§ Ausgangstext
----

Durch Eye Tracking mit den Augen der Probanden sehen
Was ist Eye Tracking?
Eye Tracking als Messinstrument
Eye Tracking ist eine Methode um herauszufinden, wo ein Proband während eines Tests hingeschaut hat. Oft wird auch der Begriff Gaze Tracking verwendet, da Gaze im englischen „Blick“ bedeutet.
Über die Erfassung des Blickverlaufs kann man interessante Fragestellungen beantworten. So lässt sich beispielsweise die Wirksamkeit von Online Werbung messen, die Usability von Webseiten testen oder generelle Eye Tracking Studien durchführen, wie sie in der wissenschaftlichen Grundlagenforschung üblich sind.
Ein Eye Tracking Gerät ist letztlich "nur" ein Messinstrument. Wer nicht weiß, was er messen soll, warum er das messen will oder wie die Ergebnisse zu interpretieren sind, wird in einem Eye Tracking System wenig Nutzen haben. Wer jedoch genau wissen will, warum ein Proband beispielsweise bei Usability Tests bestimmte Dinge auf einer Website angeklickt hat, wird über das Gaze Tracking wertvolle Information erhalten.
Die Blickverlaufsanalyse zeigt nämlich, wo die Testperson in welcher Reihenfolge und wie lange hingeblickt hat. Und genau das ist die Information, die man weder durch Beobachten (beispielsweise mit Mangold INTERACT) noch durch Befragen herausfinden kann.

----

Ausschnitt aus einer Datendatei

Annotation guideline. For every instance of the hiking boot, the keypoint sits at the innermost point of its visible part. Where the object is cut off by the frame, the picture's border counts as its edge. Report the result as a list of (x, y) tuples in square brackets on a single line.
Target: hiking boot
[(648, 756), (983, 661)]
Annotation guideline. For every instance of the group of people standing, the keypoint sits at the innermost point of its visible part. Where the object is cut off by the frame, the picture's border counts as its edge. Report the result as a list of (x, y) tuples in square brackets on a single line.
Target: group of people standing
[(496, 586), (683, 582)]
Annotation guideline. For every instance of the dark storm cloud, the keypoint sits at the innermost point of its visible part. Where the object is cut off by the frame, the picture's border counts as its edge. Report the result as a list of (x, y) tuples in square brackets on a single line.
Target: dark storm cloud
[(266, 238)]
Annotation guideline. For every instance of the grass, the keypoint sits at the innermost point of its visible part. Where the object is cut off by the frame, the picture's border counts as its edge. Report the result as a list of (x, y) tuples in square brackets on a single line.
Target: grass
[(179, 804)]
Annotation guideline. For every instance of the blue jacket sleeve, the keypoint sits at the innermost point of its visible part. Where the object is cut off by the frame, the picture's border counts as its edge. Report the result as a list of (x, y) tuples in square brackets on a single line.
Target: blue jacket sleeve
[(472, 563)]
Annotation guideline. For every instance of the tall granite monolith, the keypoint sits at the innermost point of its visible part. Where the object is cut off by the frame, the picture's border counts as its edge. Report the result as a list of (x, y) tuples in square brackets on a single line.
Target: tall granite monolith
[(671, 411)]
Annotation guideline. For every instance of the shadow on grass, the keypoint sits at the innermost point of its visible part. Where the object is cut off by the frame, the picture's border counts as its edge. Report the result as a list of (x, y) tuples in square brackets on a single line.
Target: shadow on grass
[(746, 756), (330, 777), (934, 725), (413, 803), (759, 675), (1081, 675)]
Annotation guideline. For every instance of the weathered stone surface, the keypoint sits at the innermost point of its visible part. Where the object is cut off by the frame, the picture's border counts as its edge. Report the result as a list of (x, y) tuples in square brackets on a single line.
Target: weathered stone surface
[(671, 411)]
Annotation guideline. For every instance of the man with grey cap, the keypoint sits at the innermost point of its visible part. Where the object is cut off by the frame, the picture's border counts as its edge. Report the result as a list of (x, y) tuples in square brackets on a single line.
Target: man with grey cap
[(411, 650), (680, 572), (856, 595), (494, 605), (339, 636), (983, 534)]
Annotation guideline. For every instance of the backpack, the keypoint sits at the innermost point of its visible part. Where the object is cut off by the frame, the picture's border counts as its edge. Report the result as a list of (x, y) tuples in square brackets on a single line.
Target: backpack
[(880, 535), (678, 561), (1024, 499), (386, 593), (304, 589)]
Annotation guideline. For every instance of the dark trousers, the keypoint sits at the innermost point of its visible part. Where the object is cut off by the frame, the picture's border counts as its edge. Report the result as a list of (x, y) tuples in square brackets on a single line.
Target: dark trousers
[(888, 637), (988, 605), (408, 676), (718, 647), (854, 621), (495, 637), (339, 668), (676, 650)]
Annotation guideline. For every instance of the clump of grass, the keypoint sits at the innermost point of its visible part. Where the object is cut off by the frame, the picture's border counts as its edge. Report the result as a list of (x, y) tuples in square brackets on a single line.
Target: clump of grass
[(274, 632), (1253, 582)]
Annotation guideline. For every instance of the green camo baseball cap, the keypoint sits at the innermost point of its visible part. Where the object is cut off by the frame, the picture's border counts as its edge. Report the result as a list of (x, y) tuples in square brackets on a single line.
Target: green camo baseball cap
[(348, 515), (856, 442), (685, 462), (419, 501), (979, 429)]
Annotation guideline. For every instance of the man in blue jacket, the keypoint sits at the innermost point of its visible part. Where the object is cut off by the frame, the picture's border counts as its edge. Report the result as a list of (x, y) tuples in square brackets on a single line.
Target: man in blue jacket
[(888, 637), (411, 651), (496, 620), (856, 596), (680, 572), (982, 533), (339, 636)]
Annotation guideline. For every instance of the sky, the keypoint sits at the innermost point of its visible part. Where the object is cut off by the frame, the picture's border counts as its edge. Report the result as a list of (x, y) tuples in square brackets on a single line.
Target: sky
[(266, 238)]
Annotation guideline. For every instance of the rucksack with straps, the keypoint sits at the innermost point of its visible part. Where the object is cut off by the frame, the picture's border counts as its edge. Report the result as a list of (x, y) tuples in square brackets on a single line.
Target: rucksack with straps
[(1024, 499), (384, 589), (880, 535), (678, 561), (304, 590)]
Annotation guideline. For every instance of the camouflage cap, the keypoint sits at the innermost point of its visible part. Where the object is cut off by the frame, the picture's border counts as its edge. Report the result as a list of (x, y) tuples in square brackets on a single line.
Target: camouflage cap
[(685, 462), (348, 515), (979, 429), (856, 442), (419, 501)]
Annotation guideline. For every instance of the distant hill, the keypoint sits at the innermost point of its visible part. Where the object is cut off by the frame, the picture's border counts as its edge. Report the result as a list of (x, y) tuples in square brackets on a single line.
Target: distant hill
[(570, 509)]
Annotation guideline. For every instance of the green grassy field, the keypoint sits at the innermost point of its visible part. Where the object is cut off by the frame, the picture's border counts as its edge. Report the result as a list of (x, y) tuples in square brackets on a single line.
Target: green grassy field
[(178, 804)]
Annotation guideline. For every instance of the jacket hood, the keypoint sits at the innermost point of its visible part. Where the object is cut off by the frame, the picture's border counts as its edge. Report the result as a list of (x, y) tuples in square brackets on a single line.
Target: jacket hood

----

§ Aufgaben
• 1. Schreibe aus dem Text über Eye Tracking die Stelle von „Durch Eye Tracking“ bis einschließlich „Grundlagenforschung üblich sind.“ wortgetreu ab.
• 2. Was zeigt die Blickverlaufsanalyse laut dem Text über Eye Tracking?

§ Lösungen je Aufgabe
• 1.
Durch Eye Tracking mit den Augen der Probanden sehen
Was ist Eye Tracking?
Eye Tracking als Messinstrument
Eye Tracking ist eine Methode um herauszufinden, wo ein Proband während eines Tests hingeschaut hat. Oft wird auch der Begriff Gaze Tracking verwendet, da Gaze im englischen „Blick“ bedeutet.
Über die Erfassung des Blickverlaufs kann man interessante Fragestellungen beantworten. So lässt sich beispielsweise die Wirksamkeit von Online Werbung messen, die Usability von Webseiten testen oder generelle Eye Tracking Studien durchführen, wie sie in der wissenschaftlichen Grundlagenforschung üblich sind.

• 2. Sie zeigt, wo die Testperson in welcher Reihenfolge und wie lange hingeblickt hat.